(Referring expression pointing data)
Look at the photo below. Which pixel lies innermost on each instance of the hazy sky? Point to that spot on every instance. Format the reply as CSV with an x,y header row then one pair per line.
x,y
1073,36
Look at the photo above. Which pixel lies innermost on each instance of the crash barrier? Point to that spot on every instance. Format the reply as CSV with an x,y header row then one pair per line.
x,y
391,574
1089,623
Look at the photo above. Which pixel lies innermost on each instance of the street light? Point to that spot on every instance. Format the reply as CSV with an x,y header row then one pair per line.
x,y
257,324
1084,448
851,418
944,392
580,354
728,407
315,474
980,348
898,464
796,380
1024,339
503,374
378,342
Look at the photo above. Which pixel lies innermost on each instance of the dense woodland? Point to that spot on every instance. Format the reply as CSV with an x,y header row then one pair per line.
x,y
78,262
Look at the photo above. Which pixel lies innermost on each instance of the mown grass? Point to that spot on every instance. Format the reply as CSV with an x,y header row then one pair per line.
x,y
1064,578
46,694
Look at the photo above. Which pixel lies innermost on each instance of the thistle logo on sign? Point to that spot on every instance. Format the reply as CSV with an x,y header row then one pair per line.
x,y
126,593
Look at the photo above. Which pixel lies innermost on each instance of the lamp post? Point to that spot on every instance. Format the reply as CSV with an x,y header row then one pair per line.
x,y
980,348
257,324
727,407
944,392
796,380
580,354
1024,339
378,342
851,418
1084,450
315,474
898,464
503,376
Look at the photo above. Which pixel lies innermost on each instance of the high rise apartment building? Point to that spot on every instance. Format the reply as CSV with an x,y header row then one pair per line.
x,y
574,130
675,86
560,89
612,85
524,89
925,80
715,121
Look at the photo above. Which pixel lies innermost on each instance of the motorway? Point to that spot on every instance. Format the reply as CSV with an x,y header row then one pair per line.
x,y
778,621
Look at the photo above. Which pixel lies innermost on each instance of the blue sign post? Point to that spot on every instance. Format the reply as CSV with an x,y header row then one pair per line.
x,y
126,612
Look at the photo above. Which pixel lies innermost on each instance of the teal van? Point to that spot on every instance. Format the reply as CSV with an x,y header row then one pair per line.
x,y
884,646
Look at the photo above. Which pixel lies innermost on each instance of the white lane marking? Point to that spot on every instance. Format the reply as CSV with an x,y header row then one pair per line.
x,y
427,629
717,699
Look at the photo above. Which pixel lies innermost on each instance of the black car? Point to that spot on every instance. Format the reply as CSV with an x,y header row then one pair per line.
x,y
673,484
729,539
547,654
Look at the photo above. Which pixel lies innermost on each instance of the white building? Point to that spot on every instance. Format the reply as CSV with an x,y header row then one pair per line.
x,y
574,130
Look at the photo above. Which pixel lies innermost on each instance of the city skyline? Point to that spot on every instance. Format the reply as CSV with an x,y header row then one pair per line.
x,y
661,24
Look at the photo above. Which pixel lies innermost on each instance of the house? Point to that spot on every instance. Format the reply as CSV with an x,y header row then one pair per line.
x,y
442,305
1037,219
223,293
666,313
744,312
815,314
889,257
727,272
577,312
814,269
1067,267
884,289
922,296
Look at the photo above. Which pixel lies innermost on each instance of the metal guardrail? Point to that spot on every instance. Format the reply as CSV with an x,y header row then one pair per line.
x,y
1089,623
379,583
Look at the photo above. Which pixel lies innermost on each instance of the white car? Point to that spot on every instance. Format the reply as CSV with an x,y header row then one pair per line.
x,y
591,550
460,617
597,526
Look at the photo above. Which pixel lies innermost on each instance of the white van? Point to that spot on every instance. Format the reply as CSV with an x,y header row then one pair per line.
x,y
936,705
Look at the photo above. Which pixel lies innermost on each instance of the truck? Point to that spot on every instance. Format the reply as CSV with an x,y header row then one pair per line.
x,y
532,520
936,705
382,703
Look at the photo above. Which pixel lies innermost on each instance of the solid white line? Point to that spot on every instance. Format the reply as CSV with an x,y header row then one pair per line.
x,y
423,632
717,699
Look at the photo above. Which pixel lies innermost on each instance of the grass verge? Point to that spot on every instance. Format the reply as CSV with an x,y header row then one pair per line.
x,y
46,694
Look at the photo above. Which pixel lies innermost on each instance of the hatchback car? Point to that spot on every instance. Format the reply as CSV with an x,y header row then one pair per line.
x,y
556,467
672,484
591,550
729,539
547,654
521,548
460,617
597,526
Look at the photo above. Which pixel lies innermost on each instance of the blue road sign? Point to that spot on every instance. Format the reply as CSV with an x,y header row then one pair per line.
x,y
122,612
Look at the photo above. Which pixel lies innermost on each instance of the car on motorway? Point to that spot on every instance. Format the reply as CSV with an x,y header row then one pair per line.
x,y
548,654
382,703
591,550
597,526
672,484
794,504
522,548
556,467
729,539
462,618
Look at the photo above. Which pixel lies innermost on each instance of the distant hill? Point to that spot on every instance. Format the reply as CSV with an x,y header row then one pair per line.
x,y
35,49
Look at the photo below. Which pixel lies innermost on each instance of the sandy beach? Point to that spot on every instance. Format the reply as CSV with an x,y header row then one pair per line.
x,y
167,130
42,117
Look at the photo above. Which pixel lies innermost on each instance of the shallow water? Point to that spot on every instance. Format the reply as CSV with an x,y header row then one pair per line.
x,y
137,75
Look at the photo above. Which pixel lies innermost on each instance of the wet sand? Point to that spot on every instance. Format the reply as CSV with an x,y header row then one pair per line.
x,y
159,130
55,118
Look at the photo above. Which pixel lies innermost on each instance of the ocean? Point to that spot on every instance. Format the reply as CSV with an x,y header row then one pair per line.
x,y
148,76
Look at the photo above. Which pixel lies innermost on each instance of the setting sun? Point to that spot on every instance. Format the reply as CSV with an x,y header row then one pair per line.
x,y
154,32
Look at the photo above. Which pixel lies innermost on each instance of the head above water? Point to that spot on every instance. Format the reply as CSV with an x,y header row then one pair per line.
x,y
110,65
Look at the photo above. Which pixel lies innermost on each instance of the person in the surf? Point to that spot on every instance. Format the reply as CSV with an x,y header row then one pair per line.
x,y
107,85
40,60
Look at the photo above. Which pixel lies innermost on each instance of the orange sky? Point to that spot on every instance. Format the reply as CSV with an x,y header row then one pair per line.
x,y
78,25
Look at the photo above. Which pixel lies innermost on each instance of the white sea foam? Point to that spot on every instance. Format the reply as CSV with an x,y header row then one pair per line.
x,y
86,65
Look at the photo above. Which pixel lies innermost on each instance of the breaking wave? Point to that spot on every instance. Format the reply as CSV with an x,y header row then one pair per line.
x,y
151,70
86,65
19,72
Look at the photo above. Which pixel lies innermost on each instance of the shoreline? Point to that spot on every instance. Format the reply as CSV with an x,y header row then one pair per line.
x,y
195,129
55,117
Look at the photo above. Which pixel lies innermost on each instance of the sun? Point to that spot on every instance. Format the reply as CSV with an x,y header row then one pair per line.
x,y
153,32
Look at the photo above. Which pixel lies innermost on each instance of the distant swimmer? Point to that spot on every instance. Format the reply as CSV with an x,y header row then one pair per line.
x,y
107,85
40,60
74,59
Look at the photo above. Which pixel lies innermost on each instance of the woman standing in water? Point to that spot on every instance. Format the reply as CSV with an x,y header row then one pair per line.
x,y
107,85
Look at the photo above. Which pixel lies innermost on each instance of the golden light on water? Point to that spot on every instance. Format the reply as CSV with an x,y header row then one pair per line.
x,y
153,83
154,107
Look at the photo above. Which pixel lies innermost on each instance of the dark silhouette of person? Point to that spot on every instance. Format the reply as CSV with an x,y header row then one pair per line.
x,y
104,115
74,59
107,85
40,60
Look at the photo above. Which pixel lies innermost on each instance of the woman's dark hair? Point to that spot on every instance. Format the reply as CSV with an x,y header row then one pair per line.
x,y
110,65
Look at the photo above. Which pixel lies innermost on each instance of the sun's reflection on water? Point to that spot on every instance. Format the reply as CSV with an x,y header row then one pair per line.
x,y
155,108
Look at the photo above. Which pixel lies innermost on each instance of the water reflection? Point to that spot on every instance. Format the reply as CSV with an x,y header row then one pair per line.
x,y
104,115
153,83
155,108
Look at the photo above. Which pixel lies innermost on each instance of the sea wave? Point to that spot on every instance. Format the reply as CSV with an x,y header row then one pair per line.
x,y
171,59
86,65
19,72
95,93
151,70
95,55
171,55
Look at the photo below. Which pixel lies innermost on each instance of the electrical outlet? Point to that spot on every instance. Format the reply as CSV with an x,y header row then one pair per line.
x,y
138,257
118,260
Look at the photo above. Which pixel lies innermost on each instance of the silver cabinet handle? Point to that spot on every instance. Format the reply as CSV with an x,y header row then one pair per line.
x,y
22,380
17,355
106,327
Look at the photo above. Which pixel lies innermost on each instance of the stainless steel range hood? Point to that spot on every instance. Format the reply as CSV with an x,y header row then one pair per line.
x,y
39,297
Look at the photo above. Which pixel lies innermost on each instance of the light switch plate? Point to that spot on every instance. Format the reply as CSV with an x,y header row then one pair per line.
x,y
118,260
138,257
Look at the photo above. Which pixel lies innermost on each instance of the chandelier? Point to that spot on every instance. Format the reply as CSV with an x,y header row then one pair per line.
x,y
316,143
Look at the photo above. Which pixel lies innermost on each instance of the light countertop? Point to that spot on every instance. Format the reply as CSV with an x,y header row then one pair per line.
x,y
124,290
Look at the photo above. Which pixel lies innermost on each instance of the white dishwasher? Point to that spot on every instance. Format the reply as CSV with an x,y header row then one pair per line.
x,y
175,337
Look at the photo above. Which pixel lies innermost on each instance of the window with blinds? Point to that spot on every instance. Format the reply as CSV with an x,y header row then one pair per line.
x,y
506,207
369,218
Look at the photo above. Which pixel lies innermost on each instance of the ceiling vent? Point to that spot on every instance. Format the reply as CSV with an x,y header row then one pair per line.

WORK TO COMPLETE: Find the line that contains "of the window". Restate it and all lines after it exactly, ending with the final line of the data.

WRITTEN RESPONSE:
Look at the photo above. Which pixel lies innermost on each instance of the window with blinds? Point to that spot on every instance. Format the reply as CSV with an x,y header row then one pair per line.
x,y
506,207
369,218
Look at the photo above. Which pixel lies innermost on each instance of the ceiling vent? Point to that spot on every instance. Format the reply as CSV with an x,y header row then one pair per line.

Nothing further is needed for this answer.